● **Required action A**:
Answer these three questions from the Pandas tutorial, one line each, marked the same way:
(i) What does the tutorial call this type of Pandas data?
(ii) How many rows and columns does the attached data file contain?
(iii) What path is passed to pd.read_excel in the code?
● **Required action B**:
Print the part of the Pandas tutorial from "First, place data" to "provided with comments.".

(Document passage)

Introduction to Python Data Visualization 2 - Working with Pandas

힘센캥거루
2025년 10월 8일(수정됨)
8
16

In this post, we will explore Pandas, a tool for data processing.

If your environment for data visualization is not set up, please refer to the guide below. 

1. What is Pandas?

 Pandas is a library for data manipulation and analysis.

You can organize lists or dictionaries into tables.

Introduction to Python Data Visualization 2 - Working with Pandas-1

For example, consider a list containing 3 lists as shown below.  

lstInLst = [[1,2,3],[4,5,6],[7,8,9]]

 Transforming this data results in the following form. At a glance, it looks like a table.

lstInLst = [[1,2,3],
            [4,5,6],
            [7,8,9]]

 Now, let's convert this data into Pandas...

import pandas as pd
df = pd.DataFrame(lstInLst)
print(df)

 It becomes a table as shown below.

This type of Pandas data is referred to as a dataframe.

Introduction to Python Data Visualization 2 - Working with Pandas-2

 
You can now process this data by rows and columns.

Think of it like Excel if that helps in understanding.

Let's explore some basic functions.

2. Basic usage of pandas

As mentioned, Pandas is similar to Excel.

Therefore, the functions you need to learn to use Pandas are the same as those you need to learn for Excel. 

Generally, the most important functions in Excel are data inspection, sorting, and copying desired cells.

Let's have a taste of Pandas based on these tasks.

Introduction to Python Data Visualization 2 - Working with Pandas-3

The data is attached below as a file. It contains 11 rows and 5 columns. You can use this data or create your own.

1) Calling modules and loading files (read_excel)

First, place data and the Jupyter notebook file together in the path of the file.

Introduction to Python Data Visualization 2 - Working with Pandas-4

Then, enter the code as shown below. Explanations of the code are provided with comments. 

# Import pandas with the name pd
import pandas as pd

# Load the Excel named workout in the same folder into a variable called df
df = pd.read_excel("./workout.xlsx")

# Check the df variable
df

When you check df, you can see that the data is loaded as shown below.

Normally, you would use print(df), but in Jupyter Notebook, you can directly check the value just by entering a variable.

(End Document passage)
(Record excerpts)

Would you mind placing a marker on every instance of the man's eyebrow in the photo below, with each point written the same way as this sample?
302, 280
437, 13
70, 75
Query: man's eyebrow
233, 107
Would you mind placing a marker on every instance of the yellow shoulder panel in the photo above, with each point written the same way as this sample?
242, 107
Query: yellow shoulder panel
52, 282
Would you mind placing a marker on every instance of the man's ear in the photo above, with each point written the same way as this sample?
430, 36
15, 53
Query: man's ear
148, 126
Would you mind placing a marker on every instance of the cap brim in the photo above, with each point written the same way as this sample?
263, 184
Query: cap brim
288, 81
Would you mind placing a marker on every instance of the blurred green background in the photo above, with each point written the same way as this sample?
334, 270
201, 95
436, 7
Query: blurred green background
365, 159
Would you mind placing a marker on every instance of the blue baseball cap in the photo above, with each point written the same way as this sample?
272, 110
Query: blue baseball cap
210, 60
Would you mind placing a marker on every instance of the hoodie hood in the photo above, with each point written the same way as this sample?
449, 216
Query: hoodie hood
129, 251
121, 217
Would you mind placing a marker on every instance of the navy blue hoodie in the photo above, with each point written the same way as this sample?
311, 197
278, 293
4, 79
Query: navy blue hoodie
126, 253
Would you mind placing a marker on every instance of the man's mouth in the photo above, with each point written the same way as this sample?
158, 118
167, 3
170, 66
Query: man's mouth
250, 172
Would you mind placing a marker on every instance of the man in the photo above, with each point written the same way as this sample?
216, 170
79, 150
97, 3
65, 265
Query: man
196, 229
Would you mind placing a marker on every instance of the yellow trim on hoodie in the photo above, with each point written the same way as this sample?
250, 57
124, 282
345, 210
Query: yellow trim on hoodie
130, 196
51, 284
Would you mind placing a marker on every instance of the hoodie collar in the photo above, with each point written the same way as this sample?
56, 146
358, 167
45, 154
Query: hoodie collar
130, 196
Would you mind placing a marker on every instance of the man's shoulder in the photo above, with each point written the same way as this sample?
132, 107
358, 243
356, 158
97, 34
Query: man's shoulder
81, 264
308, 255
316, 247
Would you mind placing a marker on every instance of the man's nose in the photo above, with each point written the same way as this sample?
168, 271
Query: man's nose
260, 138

(End Record excerpts)

● **Final answer A**:
(i) A dataframe.
(ii) 11 rows and 5 columns.
(iii) "./workout.xlsx"

● **Final answer B**:
First, place data and the Jupyter notebook file together in the path of the file.

Introduction to Python Data Visualization 2 - Working with Pandas-4

Then, enter the code as shown below. Explanations of the code are provided with comments.